Set down all of the data exactly as it appears.

A run of records:
§ §

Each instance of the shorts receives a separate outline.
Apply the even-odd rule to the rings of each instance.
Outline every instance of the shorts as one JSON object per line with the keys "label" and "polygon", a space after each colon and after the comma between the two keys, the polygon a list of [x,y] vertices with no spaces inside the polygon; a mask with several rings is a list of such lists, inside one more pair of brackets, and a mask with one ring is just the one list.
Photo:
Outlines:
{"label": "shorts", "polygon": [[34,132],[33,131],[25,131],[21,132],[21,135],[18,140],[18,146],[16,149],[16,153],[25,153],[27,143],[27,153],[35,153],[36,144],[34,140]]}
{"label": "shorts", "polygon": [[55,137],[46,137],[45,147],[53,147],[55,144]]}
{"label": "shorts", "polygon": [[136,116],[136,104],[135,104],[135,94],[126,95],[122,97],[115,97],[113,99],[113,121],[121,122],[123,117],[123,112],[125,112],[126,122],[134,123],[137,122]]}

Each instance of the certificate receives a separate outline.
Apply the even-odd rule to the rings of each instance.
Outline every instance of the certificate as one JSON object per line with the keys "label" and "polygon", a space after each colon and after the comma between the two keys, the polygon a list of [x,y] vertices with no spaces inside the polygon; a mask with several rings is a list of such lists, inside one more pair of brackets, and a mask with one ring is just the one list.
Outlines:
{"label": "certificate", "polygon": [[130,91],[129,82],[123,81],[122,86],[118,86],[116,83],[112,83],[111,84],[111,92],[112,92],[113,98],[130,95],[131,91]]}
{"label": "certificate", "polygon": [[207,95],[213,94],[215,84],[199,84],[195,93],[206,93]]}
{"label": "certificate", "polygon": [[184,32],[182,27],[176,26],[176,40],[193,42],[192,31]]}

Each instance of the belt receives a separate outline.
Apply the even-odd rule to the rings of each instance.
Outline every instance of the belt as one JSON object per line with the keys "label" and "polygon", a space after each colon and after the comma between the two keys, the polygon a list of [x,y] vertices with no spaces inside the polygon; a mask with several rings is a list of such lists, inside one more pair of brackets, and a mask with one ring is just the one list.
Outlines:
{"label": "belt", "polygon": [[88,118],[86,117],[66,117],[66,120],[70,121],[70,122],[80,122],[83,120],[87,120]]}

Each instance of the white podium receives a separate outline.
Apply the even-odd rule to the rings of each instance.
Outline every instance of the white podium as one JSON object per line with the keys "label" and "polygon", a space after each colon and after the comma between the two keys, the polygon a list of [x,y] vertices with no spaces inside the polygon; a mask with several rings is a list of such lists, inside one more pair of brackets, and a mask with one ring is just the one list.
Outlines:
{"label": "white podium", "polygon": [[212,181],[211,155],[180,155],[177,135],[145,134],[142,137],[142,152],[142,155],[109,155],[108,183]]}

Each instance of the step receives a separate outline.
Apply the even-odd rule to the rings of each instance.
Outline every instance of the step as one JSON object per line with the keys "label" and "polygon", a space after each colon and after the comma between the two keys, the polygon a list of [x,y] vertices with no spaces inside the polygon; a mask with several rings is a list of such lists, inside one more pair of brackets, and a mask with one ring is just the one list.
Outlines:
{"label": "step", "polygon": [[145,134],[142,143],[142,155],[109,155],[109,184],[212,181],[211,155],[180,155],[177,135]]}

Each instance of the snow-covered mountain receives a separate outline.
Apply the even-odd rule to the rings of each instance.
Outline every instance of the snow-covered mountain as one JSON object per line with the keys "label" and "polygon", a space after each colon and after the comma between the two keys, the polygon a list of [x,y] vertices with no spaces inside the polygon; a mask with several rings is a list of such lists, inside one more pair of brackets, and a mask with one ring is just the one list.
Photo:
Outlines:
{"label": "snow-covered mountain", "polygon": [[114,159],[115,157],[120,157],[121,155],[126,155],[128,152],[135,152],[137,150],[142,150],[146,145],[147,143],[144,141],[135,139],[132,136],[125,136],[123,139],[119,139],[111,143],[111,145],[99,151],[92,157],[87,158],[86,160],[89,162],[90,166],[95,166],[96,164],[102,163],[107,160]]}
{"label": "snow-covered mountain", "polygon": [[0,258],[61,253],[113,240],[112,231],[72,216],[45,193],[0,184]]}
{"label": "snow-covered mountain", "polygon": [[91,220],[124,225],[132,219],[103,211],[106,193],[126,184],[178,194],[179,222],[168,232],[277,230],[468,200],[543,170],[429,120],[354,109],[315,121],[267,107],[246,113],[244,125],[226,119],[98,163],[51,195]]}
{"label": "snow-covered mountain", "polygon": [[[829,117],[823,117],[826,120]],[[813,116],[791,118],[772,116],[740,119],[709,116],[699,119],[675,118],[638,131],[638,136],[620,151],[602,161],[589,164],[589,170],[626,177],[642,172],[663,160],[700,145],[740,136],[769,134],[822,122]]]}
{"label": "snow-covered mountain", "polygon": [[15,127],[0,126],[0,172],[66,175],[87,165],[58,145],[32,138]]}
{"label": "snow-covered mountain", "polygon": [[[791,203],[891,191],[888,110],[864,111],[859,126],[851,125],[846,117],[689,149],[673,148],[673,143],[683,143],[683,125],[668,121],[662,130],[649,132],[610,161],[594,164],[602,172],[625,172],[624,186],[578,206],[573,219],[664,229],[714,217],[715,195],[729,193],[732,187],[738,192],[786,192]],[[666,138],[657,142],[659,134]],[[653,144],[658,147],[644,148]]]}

§ §

* _EXERCISE RESPONSE_:
Each instance of the shorts receives a separate outline.
Apply the even-odd rule to the rings of each instance.
Outline every instance of the shorts as one JSON object per line with the keys "label" and "polygon", a space after each colon and after the comma between the two keys, the polygon a list of [x,y] vertices with no spaces inside the polygon; a mask with several rings is a list of such lists, inside one more pair of brackets, and a mask with one ring is just the one list.
Photo:
Outlines:
{"label": "shorts", "polygon": [[34,132],[33,131],[25,131],[21,132],[21,135],[18,140],[18,146],[16,149],[16,153],[25,153],[27,143],[27,153],[35,153],[36,144],[34,140]]}
{"label": "shorts", "polygon": [[55,137],[46,137],[45,147],[53,147],[55,144]]}
{"label": "shorts", "polygon": [[136,116],[136,104],[135,104],[135,94],[126,95],[122,97],[115,97],[113,99],[113,121],[121,122],[123,117],[123,112],[125,112],[126,122],[134,123],[137,122]]}

Each instance of the certificate receives a separate outline.
Apply the even-odd rule to the rings of each instance.
Outline every instance of the certificate as one JSON object per line with the keys "label" and "polygon", a space after each colon and after the comma between the two keys, the polygon a list of [x,y] vertices with no spaces inside the polygon; a mask with several rings is a list of such lists, inside one more pair of brackets, and a mask with one ring is just the one list.
Outlines:
{"label": "certificate", "polygon": [[130,91],[129,82],[123,81],[122,86],[118,86],[116,83],[112,83],[111,84],[111,92],[112,92],[113,98],[130,95],[131,91]]}
{"label": "certificate", "polygon": [[207,95],[213,94],[215,84],[199,84],[195,93],[206,93]]}
{"label": "certificate", "polygon": [[184,32],[182,27],[176,26],[176,40],[193,42],[192,31]]}

Each instance of the belt receives a separate outline.
Apply the even-odd rule to the rings of each instance.
Outline every instance of the belt as one JSON object per line with the keys "label" and "polygon", a space after each colon and after the comma between the two keys, the polygon a list of [x,y] vertices with no spaces inside the polygon; a mask with several rings is a list of such lists, inside one more pair of brackets, and a mask with one ring is just the one list.
Outlines:
{"label": "belt", "polygon": [[88,118],[86,117],[66,117],[66,120],[70,121],[70,122],[80,122],[83,120],[87,120]]}

Each instance of the white podium receives a separate outline.
Apply the even-odd rule to the rings of each instance.
Outline every instance of the white podium as one JSON object per line with the keys "label" and "polygon", a space after each colon and after the comma between the two keys, the polygon a list of [x,y] vertices with no spaces inside the polygon; a mask with several rings is a list of such lists, inside one more pair of brackets, and a mask with one ring is just the one list.
Outlines:
{"label": "white podium", "polygon": [[212,181],[211,155],[180,155],[177,135],[145,134],[142,137],[142,152],[142,155],[109,155],[108,183]]}

Each instance of the step receives a separate outline.
Apply the even-odd rule to the rings of each instance.
Outline every instance of the step as one JSON object per line with the keys "label" and "polygon", a space after each colon and after the comma between the two keys, the polygon a list of [x,y] vertices with no spaces inside the polygon; a mask with several rings is a list of such lists, inside one more pair of brackets, and a mask with one ring is just the one list.
Outlines:
{"label": "step", "polygon": [[145,134],[142,143],[142,155],[109,155],[109,184],[212,181],[211,155],[180,155],[177,135]]}

Each instance of the snow-covered mountain receives a separate outline.
Apply the even-odd rule to the rings of each instance.
Outline every instance of the snow-covered mountain as one JSON object per line with the keys "label" and "polygon", a space after each colon and after the comma between the two keys, the polygon a list of [x,y] vertices with no spaces inside the polygon; a mask with several rings is a list of such lists, inside one more pair of brackets, and a mask with one ring is just the one list.
Photo:
Outlines:
{"label": "snow-covered mountain", "polygon": [[114,159],[115,157],[120,157],[121,155],[126,155],[128,152],[135,152],[137,150],[142,150],[146,145],[147,143],[144,141],[135,139],[132,136],[125,136],[123,139],[119,139],[111,143],[111,145],[99,151],[92,157],[87,158],[86,160],[89,162],[90,166],[95,166],[96,164],[102,163],[107,160]]}
{"label": "snow-covered mountain", "polygon": [[0,258],[61,253],[113,240],[112,231],[72,216],[45,193],[0,184]]}
{"label": "snow-covered mountain", "polygon": [[91,220],[124,225],[132,219],[103,211],[106,193],[126,184],[178,194],[179,222],[168,232],[277,230],[468,200],[543,170],[429,120],[354,109],[315,121],[267,107],[246,113],[244,125],[226,119],[98,163],[51,195]]}
{"label": "snow-covered mountain", "polygon": [[[829,117],[823,117],[826,120]],[[813,116],[791,118],[772,116],[740,119],[709,116],[699,119],[675,118],[638,131],[638,136],[620,151],[602,161],[589,164],[589,170],[626,177],[642,172],[663,160],[700,145],[740,136],[769,134],[822,122]]]}
{"label": "snow-covered mountain", "polygon": [[15,127],[0,126],[0,172],[66,175],[87,165],[58,145],[32,138]]}
{"label": "snow-covered mountain", "polygon": [[[791,203],[891,191],[888,110],[864,111],[859,126],[851,125],[846,117],[689,149],[673,148],[673,143],[683,143],[683,125],[668,121],[662,130],[649,132],[610,161],[594,164],[602,172],[625,172],[624,186],[578,206],[573,219],[664,229],[714,217],[715,195],[729,193],[732,187],[738,192],[786,192]],[[666,138],[657,142],[659,134]],[[653,144],[658,147],[644,148]]]}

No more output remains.